(Beginning of SUPPLIED RECORDS)
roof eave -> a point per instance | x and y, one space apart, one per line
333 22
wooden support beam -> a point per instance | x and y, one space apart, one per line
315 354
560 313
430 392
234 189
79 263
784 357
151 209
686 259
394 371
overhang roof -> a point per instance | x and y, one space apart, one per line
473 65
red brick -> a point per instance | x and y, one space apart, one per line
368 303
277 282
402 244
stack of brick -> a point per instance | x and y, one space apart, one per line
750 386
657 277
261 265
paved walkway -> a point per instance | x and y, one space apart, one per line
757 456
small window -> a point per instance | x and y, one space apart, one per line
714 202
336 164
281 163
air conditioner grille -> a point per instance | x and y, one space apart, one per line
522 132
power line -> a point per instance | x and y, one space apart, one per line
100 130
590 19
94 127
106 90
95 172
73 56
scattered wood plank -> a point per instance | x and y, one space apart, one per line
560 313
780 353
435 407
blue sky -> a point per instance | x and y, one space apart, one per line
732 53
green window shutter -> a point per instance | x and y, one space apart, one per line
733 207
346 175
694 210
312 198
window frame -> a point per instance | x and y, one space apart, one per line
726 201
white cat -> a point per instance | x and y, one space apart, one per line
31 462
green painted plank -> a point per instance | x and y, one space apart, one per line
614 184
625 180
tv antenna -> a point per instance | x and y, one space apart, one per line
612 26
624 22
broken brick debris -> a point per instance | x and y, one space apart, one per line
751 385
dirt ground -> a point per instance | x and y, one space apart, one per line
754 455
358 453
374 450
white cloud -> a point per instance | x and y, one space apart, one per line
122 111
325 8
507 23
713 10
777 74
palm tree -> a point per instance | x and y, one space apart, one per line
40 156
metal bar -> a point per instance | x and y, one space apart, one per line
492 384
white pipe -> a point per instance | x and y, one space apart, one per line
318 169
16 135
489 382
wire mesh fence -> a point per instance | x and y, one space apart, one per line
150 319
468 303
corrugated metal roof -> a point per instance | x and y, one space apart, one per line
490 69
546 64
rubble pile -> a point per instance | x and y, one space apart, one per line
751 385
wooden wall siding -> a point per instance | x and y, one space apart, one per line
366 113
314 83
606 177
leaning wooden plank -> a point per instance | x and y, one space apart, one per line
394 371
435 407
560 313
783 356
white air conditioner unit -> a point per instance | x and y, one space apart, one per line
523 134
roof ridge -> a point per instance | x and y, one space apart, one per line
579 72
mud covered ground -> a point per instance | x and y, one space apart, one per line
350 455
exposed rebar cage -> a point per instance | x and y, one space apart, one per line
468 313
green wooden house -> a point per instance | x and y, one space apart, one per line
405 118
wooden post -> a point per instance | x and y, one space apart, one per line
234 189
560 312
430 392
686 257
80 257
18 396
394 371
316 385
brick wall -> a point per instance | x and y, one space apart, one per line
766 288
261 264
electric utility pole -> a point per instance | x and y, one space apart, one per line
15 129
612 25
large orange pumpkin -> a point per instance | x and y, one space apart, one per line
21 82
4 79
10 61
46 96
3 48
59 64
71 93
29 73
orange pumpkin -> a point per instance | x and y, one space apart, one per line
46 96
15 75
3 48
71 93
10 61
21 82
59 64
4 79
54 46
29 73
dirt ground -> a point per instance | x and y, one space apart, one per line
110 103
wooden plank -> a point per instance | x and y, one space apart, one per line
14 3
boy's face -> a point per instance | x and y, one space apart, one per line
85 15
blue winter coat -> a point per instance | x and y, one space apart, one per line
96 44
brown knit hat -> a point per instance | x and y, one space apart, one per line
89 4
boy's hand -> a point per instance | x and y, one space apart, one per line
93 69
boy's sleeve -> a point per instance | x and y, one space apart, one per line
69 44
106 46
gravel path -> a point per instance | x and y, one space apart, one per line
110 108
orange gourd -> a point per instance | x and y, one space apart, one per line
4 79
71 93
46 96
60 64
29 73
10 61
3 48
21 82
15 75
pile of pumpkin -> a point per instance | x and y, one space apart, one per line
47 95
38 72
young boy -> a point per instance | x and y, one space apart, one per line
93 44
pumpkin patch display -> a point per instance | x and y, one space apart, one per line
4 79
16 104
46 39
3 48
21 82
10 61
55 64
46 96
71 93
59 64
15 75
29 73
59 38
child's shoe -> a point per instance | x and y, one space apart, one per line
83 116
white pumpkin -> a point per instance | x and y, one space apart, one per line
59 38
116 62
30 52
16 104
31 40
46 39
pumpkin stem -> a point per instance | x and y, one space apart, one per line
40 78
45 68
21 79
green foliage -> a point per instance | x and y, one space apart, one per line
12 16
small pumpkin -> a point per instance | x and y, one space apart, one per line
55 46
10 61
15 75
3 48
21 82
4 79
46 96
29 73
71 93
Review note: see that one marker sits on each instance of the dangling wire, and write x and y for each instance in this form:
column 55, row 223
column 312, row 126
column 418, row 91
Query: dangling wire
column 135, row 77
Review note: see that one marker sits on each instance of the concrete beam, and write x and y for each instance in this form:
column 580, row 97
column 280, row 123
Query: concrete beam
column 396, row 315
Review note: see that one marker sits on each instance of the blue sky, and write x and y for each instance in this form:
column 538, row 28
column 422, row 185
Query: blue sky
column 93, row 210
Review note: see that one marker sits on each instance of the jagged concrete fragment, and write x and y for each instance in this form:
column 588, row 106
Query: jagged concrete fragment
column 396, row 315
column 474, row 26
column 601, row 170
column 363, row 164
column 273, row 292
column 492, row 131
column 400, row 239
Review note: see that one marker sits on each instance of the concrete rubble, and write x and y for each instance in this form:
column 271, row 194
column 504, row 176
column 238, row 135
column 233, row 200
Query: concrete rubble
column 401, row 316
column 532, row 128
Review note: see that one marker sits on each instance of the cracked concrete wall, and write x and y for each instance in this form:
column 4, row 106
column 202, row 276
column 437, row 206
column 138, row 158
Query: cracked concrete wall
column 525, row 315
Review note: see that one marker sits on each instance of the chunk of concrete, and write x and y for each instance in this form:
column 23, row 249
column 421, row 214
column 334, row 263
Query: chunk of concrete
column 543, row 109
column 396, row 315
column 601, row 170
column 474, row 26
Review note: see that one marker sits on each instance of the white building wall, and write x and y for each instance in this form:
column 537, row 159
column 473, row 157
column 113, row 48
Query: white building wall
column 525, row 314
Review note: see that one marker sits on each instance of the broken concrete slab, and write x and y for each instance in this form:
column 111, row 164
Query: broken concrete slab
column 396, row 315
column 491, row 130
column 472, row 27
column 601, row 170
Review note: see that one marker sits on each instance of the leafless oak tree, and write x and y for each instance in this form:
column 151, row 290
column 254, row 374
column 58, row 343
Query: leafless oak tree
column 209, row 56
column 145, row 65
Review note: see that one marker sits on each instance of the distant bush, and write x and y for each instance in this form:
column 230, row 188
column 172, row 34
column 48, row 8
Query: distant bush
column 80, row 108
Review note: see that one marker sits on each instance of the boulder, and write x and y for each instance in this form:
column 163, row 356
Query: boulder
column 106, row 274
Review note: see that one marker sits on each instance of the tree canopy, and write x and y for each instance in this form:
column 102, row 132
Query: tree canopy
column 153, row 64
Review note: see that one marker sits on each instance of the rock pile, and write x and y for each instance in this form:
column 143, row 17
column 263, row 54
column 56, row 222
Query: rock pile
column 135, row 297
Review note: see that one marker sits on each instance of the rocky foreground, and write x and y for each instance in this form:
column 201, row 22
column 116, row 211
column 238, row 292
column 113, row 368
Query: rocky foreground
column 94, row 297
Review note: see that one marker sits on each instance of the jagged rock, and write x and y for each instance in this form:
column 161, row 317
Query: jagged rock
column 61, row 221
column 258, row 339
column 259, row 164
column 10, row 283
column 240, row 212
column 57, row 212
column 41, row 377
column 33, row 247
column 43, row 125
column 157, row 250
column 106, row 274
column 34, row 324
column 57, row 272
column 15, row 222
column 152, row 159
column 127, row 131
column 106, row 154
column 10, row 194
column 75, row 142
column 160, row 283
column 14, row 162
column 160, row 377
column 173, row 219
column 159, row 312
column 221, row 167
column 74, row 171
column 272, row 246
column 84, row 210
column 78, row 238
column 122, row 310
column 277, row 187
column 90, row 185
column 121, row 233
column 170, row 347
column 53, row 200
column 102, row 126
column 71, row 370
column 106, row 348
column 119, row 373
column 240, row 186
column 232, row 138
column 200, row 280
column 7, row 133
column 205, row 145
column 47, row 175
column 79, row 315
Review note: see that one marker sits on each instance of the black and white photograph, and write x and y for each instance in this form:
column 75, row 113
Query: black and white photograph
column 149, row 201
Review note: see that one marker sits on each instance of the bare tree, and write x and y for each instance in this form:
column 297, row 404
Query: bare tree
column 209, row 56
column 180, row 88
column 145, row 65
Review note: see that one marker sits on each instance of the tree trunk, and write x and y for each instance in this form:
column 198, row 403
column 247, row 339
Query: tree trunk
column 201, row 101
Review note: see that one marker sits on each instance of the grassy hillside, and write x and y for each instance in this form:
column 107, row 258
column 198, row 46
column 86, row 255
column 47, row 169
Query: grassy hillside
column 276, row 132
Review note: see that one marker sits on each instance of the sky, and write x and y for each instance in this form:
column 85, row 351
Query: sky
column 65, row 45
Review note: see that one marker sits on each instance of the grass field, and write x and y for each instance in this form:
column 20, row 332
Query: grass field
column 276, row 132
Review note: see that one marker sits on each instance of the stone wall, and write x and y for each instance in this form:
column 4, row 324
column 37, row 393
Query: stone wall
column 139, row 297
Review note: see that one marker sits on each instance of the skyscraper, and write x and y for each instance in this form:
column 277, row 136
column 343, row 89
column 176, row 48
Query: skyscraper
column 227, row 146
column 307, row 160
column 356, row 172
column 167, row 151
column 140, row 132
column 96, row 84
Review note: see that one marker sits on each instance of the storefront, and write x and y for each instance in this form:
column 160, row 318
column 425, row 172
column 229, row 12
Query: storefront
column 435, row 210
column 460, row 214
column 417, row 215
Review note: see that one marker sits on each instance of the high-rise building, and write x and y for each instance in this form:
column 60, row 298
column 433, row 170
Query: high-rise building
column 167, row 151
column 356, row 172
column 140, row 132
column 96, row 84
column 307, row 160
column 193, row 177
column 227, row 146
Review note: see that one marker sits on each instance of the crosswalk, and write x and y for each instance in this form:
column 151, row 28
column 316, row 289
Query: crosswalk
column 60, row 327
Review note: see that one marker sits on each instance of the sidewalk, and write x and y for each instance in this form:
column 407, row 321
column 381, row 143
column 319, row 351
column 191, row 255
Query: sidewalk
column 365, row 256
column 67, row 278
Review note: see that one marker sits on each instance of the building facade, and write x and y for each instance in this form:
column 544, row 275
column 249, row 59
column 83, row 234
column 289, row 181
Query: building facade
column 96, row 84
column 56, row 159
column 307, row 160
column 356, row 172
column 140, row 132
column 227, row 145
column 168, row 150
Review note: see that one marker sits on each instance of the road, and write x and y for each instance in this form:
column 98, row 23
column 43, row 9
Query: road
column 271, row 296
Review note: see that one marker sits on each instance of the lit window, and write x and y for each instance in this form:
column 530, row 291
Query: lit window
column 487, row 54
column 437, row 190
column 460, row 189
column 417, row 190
(End of SUPPLIED RECORDS)
Look above for the line containing "column 421, row 214". Output from there through the line containing "column 537, row 159", exactly and inclusively.

column 421, row 214
column 334, row 263
Query: chunk of concrete
column 543, row 109
column 396, row 315
column 601, row 170
column 474, row 26
Review note: see that one marker sits on each instance of the white building wall, and write x and y for each instance in this form:
column 537, row 159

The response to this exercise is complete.